▶ _RECORDED INFORMATION_:
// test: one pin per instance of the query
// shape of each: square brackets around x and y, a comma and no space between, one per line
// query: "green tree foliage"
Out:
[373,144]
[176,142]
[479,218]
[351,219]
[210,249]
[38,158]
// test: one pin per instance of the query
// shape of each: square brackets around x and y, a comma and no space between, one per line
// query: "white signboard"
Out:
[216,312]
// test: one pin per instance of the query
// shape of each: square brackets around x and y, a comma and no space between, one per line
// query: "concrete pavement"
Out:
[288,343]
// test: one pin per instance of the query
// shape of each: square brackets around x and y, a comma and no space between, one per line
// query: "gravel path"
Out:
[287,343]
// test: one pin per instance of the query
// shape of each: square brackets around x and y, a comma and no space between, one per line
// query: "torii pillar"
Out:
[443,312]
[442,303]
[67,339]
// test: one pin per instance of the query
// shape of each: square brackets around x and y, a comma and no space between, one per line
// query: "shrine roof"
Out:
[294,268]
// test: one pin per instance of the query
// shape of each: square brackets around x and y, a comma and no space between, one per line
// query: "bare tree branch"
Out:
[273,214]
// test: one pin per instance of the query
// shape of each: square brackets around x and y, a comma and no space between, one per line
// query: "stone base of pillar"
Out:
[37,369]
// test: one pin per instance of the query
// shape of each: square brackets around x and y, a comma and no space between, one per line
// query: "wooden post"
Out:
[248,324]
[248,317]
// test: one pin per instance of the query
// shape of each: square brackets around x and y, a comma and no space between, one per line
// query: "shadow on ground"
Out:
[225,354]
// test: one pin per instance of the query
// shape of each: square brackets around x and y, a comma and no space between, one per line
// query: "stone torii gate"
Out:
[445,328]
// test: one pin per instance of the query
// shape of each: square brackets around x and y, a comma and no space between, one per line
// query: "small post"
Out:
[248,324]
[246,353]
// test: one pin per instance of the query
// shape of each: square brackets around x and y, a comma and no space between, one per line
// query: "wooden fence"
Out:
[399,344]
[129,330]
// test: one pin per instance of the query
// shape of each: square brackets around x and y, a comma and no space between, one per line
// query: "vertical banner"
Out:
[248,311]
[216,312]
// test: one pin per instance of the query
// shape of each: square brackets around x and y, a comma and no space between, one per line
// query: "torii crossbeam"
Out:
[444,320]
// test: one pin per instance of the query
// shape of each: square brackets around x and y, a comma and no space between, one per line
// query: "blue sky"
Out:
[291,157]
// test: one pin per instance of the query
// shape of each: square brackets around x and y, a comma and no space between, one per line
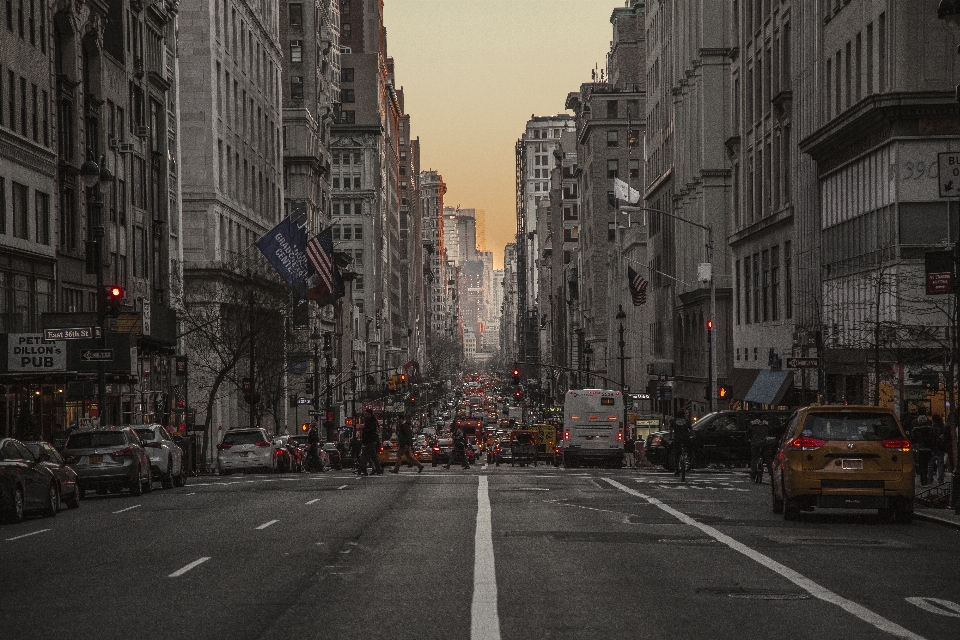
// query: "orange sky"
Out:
[474,71]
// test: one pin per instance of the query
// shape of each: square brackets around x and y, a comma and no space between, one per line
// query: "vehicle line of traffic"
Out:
[813,588]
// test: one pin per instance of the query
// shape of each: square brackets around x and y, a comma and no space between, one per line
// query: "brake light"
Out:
[806,443]
[896,444]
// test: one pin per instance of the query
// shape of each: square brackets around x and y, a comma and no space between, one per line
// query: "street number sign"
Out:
[949,170]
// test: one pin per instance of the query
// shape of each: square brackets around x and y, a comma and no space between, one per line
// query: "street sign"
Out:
[949,165]
[75,333]
[97,355]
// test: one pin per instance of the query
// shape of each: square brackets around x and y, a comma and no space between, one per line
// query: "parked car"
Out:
[245,448]
[66,477]
[844,457]
[722,437]
[108,459]
[166,457]
[333,455]
[26,484]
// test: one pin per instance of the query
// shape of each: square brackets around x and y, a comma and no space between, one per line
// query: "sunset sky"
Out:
[474,71]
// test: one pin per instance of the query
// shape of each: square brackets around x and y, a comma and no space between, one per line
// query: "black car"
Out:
[26,484]
[722,437]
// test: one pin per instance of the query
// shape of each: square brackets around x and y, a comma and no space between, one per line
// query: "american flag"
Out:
[320,254]
[638,287]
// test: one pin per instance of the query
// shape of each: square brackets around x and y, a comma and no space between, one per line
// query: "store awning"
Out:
[770,387]
[740,382]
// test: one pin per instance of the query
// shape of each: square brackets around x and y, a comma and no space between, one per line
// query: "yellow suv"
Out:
[842,457]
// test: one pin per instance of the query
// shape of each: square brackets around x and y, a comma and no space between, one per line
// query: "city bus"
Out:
[592,428]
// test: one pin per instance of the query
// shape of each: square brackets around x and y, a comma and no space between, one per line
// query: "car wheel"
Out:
[53,501]
[74,500]
[16,512]
[167,480]
[775,502]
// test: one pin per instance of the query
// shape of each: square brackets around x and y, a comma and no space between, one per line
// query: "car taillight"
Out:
[896,444]
[806,443]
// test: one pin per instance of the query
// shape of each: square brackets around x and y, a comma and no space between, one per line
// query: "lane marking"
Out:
[136,506]
[180,572]
[808,585]
[27,535]
[484,619]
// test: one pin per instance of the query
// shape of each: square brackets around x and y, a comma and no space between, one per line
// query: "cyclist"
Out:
[759,429]
[680,433]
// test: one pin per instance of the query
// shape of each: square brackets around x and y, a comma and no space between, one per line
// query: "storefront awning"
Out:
[770,387]
[740,382]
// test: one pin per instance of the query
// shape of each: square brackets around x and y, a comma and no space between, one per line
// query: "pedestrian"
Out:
[939,449]
[355,449]
[628,445]
[405,446]
[921,437]
[680,437]
[370,445]
[459,449]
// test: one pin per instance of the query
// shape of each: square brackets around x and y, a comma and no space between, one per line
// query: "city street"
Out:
[510,552]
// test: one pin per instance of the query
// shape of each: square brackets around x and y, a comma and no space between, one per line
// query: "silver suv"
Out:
[166,458]
[108,459]
[245,448]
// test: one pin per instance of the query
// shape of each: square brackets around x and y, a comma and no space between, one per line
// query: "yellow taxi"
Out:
[843,457]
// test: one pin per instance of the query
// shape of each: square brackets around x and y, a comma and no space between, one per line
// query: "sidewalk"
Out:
[936,493]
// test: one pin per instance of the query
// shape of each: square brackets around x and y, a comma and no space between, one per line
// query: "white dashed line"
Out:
[180,572]
[27,535]
[136,506]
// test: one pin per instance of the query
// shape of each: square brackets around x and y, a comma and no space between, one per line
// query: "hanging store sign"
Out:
[30,353]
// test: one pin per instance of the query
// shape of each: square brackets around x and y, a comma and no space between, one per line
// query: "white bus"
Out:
[592,428]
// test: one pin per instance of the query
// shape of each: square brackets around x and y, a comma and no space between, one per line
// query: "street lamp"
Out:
[587,352]
[949,12]
[91,175]
[707,273]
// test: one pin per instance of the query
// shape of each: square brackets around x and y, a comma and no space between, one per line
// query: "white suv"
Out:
[166,457]
[245,448]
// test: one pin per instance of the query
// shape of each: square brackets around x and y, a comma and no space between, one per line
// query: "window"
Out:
[42,214]
[296,14]
[20,207]
[613,168]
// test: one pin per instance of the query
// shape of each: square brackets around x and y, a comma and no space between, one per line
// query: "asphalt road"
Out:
[502,552]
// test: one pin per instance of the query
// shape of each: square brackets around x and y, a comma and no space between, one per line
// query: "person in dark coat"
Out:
[405,446]
[370,443]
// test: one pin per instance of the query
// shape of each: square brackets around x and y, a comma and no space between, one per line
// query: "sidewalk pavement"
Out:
[936,494]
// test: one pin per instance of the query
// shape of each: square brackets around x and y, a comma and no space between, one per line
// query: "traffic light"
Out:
[113,296]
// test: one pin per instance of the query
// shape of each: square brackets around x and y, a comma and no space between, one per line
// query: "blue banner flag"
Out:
[285,247]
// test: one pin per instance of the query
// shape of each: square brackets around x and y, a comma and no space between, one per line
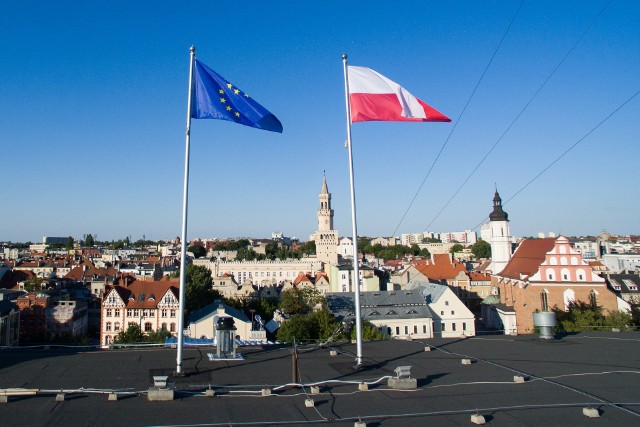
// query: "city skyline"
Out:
[95,105]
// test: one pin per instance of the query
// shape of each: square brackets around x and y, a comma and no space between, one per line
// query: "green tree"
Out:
[431,240]
[246,254]
[132,334]
[300,300]
[299,328]
[370,332]
[481,249]
[198,251]
[159,336]
[33,284]
[456,248]
[199,292]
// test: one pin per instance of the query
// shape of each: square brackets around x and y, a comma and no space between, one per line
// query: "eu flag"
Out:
[216,98]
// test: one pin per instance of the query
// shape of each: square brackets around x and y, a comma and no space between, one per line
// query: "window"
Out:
[544,300]
[593,299]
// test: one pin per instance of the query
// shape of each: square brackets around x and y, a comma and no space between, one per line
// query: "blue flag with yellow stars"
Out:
[216,98]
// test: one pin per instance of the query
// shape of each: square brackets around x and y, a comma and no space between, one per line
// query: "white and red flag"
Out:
[374,97]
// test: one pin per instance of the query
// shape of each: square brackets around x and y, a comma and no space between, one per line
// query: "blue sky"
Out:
[94,94]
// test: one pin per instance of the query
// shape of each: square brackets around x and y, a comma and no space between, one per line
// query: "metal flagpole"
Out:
[356,269]
[183,241]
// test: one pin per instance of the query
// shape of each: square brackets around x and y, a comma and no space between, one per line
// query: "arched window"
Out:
[569,298]
[544,300]
[593,299]
[551,274]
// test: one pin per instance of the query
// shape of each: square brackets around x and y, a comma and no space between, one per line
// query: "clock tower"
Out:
[326,237]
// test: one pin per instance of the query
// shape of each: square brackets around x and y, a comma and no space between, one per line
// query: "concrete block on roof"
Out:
[156,394]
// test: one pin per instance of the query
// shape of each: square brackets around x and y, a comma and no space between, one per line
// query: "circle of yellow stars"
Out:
[223,100]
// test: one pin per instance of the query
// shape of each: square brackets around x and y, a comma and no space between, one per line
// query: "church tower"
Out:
[500,237]
[326,237]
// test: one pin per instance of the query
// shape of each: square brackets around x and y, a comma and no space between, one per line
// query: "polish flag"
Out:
[374,97]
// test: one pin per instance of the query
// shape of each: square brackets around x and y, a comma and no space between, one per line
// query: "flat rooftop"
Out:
[563,376]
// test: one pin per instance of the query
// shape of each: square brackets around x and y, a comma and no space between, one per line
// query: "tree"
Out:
[33,284]
[300,300]
[298,328]
[456,248]
[199,292]
[132,334]
[431,240]
[198,251]
[481,249]
[370,332]
[159,336]
[245,254]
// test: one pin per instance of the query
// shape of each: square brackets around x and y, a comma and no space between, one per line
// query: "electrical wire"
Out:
[557,159]
[517,117]
[455,123]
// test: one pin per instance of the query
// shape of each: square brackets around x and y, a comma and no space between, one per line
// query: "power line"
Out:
[526,105]
[557,159]
[455,124]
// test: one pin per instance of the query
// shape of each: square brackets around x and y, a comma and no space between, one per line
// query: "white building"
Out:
[451,318]
[263,273]
[399,314]
[345,247]
[151,305]
[500,237]
[326,237]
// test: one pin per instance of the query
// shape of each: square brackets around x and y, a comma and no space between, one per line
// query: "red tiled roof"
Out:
[479,277]
[302,277]
[131,294]
[11,278]
[440,267]
[528,257]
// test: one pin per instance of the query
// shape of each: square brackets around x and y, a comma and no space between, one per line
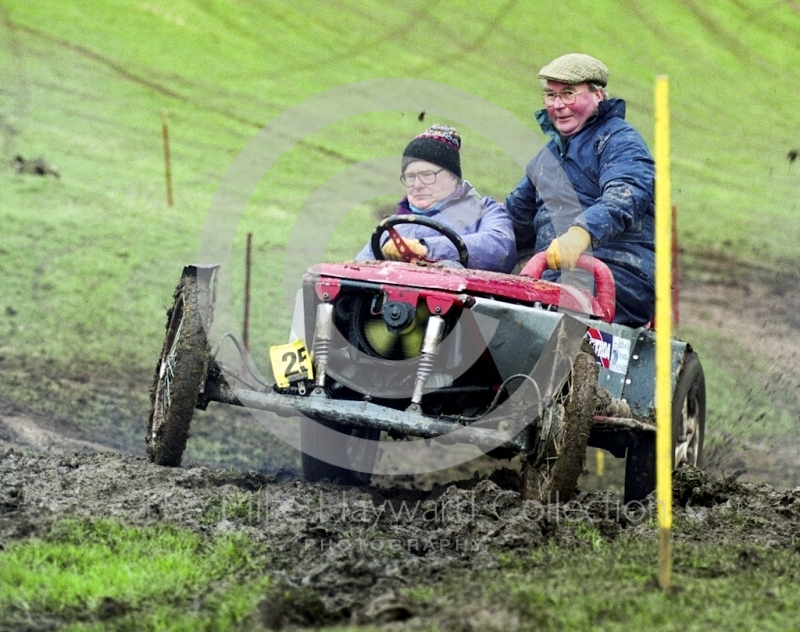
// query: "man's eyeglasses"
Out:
[426,177]
[567,97]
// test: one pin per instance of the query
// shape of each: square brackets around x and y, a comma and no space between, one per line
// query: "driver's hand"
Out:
[563,252]
[414,245]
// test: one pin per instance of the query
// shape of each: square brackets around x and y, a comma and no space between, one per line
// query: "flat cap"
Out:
[575,68]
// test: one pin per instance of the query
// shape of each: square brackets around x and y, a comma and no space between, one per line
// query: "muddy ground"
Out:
[346,554]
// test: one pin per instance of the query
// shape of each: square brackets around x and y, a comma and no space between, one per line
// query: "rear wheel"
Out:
[355,446]
[179,374]
[554,475]
[688,433]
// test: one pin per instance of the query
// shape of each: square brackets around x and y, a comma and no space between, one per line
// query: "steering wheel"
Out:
[605,288]
[390,222]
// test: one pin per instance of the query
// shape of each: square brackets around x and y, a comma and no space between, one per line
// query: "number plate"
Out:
[291,363]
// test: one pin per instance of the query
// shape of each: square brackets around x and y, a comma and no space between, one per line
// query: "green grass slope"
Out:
[89,261]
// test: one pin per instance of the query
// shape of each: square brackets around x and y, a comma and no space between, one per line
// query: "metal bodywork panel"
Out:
[520,334]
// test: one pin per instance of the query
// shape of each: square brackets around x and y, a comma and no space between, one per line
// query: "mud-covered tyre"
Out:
[179,376]
[355,446]
[555,477]
[688,433]
[689,414]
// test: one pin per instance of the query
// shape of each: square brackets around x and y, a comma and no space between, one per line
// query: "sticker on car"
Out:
[611,352]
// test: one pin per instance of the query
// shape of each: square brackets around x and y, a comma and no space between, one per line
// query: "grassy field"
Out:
[89,260]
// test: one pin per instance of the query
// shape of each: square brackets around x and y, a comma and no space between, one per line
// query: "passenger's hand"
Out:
[564,251]
[414,245]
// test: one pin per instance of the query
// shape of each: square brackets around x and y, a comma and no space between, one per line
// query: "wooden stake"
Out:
[247,263]
[676,273]
[167,165]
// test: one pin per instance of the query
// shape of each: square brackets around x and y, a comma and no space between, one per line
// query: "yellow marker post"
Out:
[663,334]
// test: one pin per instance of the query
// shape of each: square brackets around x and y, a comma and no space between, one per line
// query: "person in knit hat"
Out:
[431,174]
[606,203]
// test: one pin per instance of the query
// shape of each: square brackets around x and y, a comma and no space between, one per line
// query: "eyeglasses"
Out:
[426,177]
[567,97]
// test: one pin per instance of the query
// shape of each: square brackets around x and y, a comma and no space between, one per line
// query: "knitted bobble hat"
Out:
[440,145]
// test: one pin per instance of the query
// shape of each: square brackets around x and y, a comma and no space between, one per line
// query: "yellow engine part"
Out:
[406,344]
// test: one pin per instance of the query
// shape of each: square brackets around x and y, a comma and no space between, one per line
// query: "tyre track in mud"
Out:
[343,554]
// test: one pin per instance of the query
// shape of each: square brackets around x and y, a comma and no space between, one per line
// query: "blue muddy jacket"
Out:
[601,179]
[484,226]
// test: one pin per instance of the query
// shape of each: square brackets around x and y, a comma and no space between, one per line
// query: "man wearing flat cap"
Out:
[590,189]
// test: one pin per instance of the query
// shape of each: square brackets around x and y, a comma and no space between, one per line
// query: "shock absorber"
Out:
[323,331]
[430,349]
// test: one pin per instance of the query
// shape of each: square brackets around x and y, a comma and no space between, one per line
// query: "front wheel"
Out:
[180,372]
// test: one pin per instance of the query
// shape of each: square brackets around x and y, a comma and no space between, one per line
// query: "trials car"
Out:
[414,349]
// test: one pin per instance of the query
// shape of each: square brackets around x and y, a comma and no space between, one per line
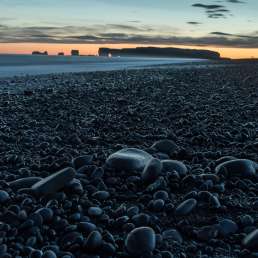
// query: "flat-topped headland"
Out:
[160,52]
[155,163]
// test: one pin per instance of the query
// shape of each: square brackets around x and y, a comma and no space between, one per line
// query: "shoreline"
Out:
[42,66]
[9,83]
[71,126]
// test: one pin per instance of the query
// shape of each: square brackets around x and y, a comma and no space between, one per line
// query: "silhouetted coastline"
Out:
[160,52]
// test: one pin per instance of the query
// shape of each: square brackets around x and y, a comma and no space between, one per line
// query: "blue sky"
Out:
[224,23]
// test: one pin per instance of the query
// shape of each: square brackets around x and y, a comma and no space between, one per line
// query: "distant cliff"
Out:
[160,52]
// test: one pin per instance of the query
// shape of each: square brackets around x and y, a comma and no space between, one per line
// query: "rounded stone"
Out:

▶ _TO DO_: Locate each line in the rows above that contains the word "traffic" and copy every such line in full.

▶ _EXERCISE ANSWER_:
// query: "vehicle line of traffic"
// query: "traffic light"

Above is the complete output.